▶ [Description of the task]
Report how many lines of the records contain the string "blond", counting only matches in that exact case. Give the number alone.

(Named-object pointing records)
[START]

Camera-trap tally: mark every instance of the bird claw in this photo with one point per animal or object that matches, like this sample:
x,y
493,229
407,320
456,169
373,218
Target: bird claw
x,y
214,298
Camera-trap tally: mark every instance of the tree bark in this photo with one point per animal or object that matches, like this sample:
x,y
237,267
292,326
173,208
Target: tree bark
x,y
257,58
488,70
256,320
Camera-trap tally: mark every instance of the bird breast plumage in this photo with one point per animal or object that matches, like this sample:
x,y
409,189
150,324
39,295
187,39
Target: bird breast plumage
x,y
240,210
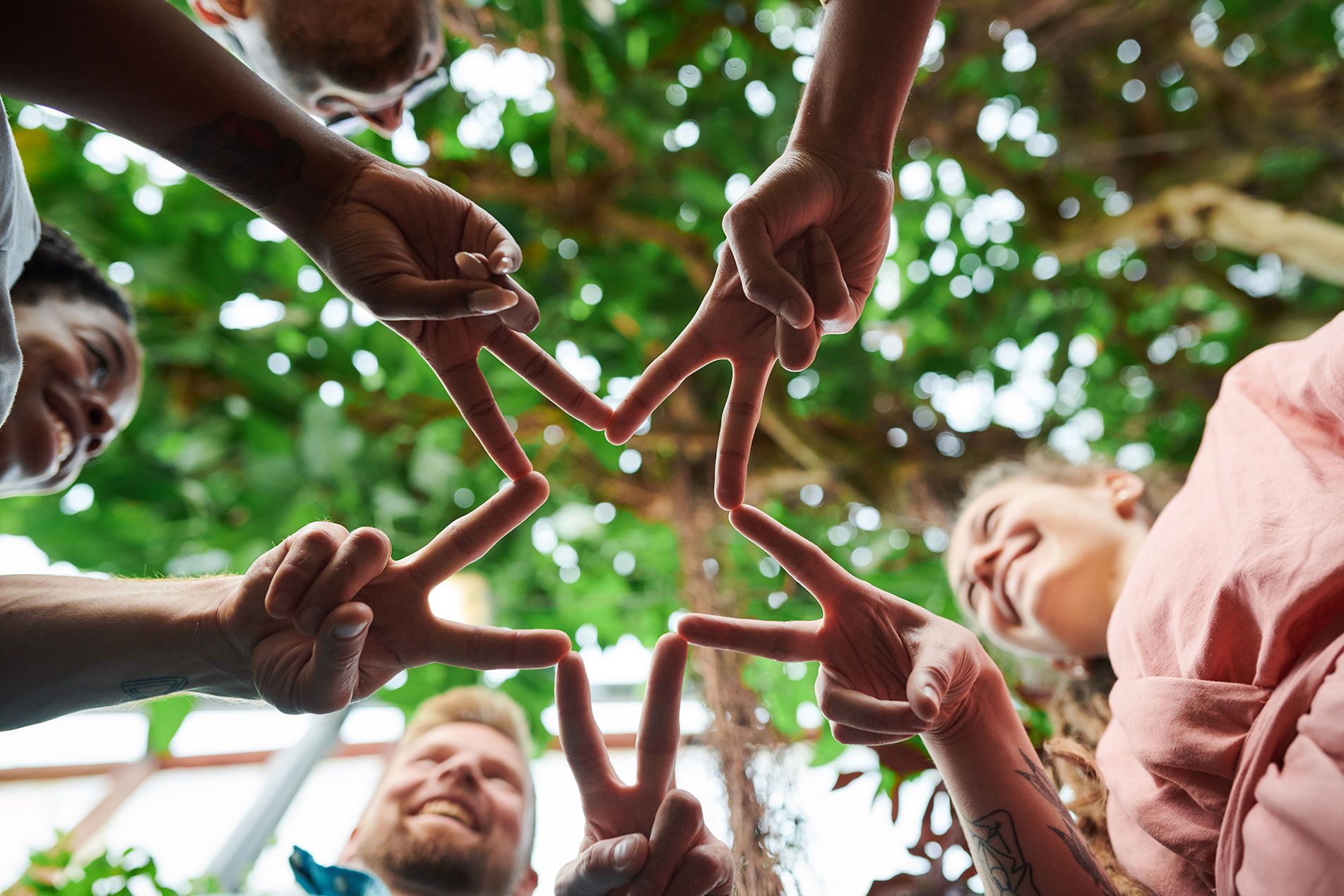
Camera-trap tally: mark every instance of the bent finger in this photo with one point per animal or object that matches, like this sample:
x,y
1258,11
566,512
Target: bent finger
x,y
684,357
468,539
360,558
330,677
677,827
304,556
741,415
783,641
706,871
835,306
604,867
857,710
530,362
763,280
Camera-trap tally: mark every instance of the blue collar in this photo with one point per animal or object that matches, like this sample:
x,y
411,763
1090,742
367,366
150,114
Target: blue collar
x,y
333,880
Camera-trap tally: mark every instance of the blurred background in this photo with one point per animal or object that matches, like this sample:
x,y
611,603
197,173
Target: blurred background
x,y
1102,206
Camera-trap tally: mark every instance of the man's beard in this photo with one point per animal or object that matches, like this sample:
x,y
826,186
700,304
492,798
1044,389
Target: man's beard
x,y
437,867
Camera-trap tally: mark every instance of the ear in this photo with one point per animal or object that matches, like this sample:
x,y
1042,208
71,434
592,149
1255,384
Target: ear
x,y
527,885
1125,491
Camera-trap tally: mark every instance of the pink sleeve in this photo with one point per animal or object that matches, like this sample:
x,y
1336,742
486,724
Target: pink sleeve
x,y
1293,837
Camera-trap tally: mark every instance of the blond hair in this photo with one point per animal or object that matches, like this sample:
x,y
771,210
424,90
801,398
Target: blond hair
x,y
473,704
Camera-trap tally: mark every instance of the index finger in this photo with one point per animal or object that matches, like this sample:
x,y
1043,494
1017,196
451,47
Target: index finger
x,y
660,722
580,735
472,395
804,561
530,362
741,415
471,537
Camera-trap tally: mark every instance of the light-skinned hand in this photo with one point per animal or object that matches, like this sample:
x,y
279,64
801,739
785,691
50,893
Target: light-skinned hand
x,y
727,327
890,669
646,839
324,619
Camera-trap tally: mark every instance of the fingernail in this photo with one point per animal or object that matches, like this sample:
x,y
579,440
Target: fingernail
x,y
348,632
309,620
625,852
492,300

[END]
[START]

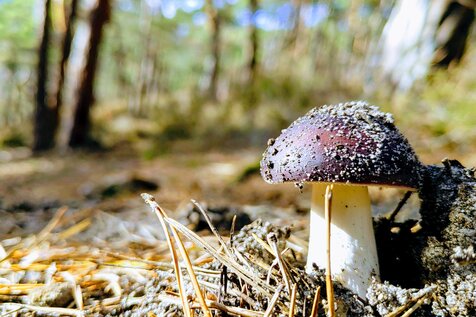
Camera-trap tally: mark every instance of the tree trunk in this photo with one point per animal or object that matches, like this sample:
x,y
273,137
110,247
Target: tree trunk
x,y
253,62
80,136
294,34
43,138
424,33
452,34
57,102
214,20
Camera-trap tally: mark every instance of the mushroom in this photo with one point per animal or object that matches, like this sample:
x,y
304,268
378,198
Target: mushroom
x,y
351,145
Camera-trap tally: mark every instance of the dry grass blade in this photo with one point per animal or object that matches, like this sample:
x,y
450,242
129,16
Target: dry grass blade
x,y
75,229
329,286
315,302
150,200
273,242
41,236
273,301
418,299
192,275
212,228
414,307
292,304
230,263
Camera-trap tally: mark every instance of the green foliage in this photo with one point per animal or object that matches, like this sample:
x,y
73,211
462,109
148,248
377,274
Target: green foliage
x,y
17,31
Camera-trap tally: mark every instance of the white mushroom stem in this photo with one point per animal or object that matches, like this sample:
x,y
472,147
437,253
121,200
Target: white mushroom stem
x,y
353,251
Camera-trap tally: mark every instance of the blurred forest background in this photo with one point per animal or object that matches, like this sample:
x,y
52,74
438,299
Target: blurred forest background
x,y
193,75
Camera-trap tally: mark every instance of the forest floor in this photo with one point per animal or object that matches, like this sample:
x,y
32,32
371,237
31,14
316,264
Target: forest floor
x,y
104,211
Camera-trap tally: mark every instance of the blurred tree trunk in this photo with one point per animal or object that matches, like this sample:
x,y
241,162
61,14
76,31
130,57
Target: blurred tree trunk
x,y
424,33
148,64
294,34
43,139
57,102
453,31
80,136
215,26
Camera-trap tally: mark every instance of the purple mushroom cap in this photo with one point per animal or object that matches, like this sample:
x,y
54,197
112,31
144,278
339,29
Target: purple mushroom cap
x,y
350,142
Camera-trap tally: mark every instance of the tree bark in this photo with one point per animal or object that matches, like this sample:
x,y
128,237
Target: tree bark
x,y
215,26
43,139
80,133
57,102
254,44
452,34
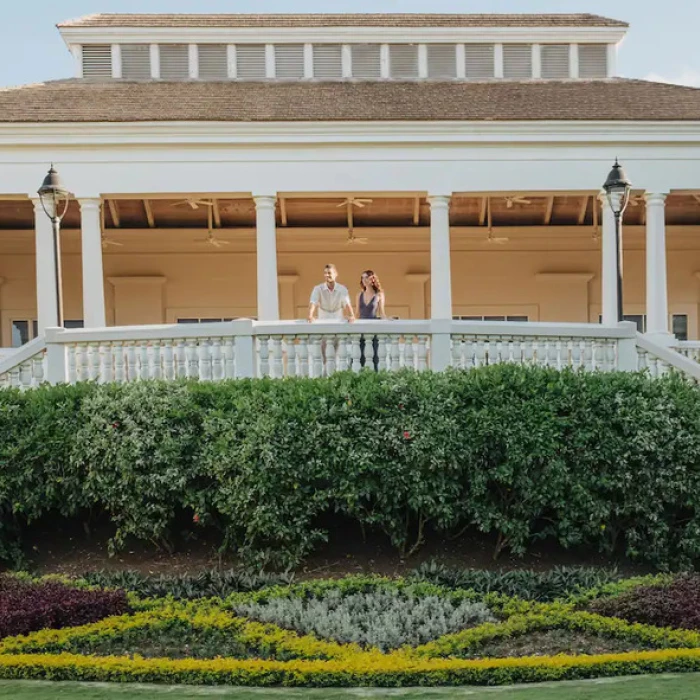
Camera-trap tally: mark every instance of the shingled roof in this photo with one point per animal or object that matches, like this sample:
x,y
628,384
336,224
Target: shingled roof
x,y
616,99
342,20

[END]

▶ [Written response]
2